SUPPLIED RECORDS:
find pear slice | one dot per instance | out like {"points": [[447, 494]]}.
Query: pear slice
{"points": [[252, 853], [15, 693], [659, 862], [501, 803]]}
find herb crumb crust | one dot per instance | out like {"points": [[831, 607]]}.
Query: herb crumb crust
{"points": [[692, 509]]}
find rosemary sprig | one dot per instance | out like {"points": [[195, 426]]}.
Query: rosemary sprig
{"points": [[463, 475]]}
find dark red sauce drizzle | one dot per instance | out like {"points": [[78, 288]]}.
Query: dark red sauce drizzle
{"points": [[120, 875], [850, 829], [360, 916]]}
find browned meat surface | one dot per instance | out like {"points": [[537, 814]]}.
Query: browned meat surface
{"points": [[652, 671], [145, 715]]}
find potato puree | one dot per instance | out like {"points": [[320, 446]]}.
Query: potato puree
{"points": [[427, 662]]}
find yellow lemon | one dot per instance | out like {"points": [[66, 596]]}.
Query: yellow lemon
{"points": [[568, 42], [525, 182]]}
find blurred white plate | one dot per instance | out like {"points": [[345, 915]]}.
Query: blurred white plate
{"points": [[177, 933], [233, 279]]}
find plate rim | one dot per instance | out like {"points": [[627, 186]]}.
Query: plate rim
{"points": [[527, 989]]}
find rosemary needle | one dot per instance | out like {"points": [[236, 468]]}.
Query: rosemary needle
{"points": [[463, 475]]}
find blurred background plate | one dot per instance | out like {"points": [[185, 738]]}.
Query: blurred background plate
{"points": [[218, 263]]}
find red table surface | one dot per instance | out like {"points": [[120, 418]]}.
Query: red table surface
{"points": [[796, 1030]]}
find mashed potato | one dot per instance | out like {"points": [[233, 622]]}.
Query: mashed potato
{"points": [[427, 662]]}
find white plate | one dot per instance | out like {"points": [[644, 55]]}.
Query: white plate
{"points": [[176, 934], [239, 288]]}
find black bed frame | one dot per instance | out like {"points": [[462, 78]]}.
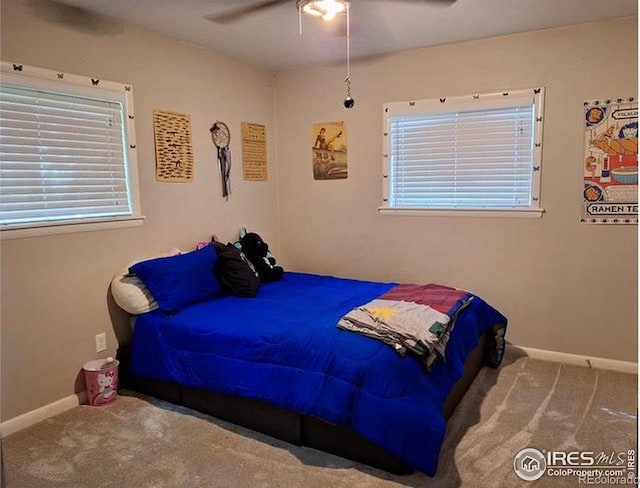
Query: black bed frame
{"points": [[301, 430]]}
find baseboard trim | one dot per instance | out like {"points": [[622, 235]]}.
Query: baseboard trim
{"points": [[25, 420], [576, 359]]}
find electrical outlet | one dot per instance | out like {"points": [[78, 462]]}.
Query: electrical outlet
{"points": [[101, 342]]}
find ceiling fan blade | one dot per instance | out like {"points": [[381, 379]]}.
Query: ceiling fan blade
{"points": [[234, 15], [438, 3]]}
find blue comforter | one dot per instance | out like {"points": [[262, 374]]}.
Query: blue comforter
{"points": [[283, 347]]}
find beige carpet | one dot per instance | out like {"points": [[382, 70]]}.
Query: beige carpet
{"points": [[141, 442]]}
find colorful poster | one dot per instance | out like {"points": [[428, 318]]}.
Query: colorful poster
{"points": [[329, 150], [610, 193]]}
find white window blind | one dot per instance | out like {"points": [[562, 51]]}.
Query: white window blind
{"points": [[474, 153], [62, 157]]}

AIM OF THE EXERCISE: Reprint the whole listing above exactly, taking out the pictures.

OUTPUT BELOW:
find pear slice | one dot per instance | out like {"points": [[447, 494]]}.
Query: pear slice
{"points": [[252, 853], [15, 693], [659, 862], [501, 803]]}
find herb crumb crust | one dot per instance | out like {"points": [[831, 607]]}.
Query: herb crumb crust
{"points": [[692, 509]]}
find rosemary sprig | one dot per instance | out like {"points": [[195, 426]]}.
Query: rosemary sprig
{"points": [[463, 475]]}
find dark red sauce drizzle | one dot per instance | out like {"points": [[78, 288]]}.
Query: dark red sauce drizzle
{"points": [[120, 875], [850, 829], [360, 916]]}
find browned meat surface | one dot per instance | out like {"points": [[537, 814]]}.
Query: browned meat surface
{"points": [[652, 671], [145, 715]]}
find potato puree | one dot per instance | out like {"points": [[320, 446]]}.
Query: potato puree
{"points": [[427, 662]]}
find yellow lemon | one dot per instance | out like {"points": [[66, 596]]}.
Query: yellow lemon
{"points": [[568, 42], [525, 182]]}
find blurred white plate | one dot per instance | out like {"points": [[345, 915]]}.
Query: blurred white plate
{"points": [[177, 933], [233, 279]]}
find plate rim | one dot per instance | out like {"points": [[627, 186]]}.
Query: plate rim
{"points": [[527, 989]]}
find rosemary needle | one dot per instance | out like {"points": [[236, 468]]}.
Query: rosemary needle
{"points": [[463, 475]]}
find blurred background plate | one dot per instance | out like {"points": [[185, 738]]}.
Query: blurred background plate
{"points": [[218, 263]]}
find red table surface | one dot per instance | out like {"points": [[120, 418]]}.
Query: red table surface
{"points": [[796, 1030]]}
find mashed potato | one dot per instance | out like {"points": [[233, 622]]}.
Query: mashed potato
{"points": [[427, 662]]}
find white plate | one dot per instance | out like {"points": [[644, 55]]}.
Query: white plate
{"points": [[176, 934], [239, 288]]}
find black bed frame | one dot per instance | out like {"points": [[462, 78]]}.
Query: black bed frame
{"points": [[301, 430]]}
find baseboard trim | one dot per instance | out like {"points": [[622, 235]]}.
Query: baseboard trim
{"points": [[25, 420], [576, 359]]}
find electrical outlet | one dot per instance | out like {"points": [[78, 462]]}.
Query: electrical outlet
{"points": [[101, 342]]}
find ceiling fan blade | one dot per instance | out like {"points": [[381, 379]]}.
Query: ceiling fan blade
{"points": [[234, 15], [438, 3]]}
find blue comforter | one dot per instance | out like {"points": [[262, 374]]}.
Query: blue comforter
{"points": [[283, 347]]}
find beige carpet | one dot per instance | out like {"points": [[382, 70]]}.
Query: beige carpet
{"points": [[141, 442]]}
find colorful poster | one dot per instance | out like {"points": [[428, 318]]}.
Query: colorful poster
{"points": [[329, 150], [610, 193]]}
find white window blind | one dot per instance | out like {"points": [[562, 51]]}.
Query: white window blind
{"points": [[474, 153], [62, 157]]}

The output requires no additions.